What the task requires: Extend the piece on telemarketing, picking up right after its final sentence.

Telemarketing involves calling customers to promote your products or services. It is still used to great effect by companies both large and small. It can be very effective in delivering sales if planned and executed properly.

Why should you use it?
It is often used by companies that have an existing relationship with a customer, especially if they have bought something or have subscribed to a product or service, with the opportunity to cross-sell and upsell from an existing package. Typical companies using telemarketing are BT, O2, the AA and charities.

Telemarketing can be especially useful for complex products and services that benefit from being explained in detail from an employee to a prospect or existing client. This way, questions can be answered immediately.

When should you use it?
It is very useful to map out the customer journey and find where telemarketing could best fit into your marketing strategy. Testing can help refine the timings and approach used. Avoid telemarketing at key times like primetime TV viewing and meal times.

Dataset content:
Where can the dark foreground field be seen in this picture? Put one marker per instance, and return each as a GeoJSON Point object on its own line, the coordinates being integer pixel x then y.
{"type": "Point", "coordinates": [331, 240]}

Response to this task:
Things to consider:

  • Consider the stages of the sales journey where telemarketing might be most effective
  • How much time the call will take – a script is often produced to refine the message and keep the call as short as possible
  • Ensure staff is fully trained to record and answer any questions and follow legislation. As this is quite an intrusive method of communication there are strict laws governing the use of it
  • Apply technology to speed up the process such as address collection

Join the discussion

Telemarketing has had negative connotations in the past. What are some ways that organisations can ensure potential customers do not have a bad experience during a telemarketing call? Write your ideas below.

Use the discussion section below and let us know your thoughts. Once you’re happy with your contribution, click the “Mark as Complete” button to check the Step off, then you can move to the next step.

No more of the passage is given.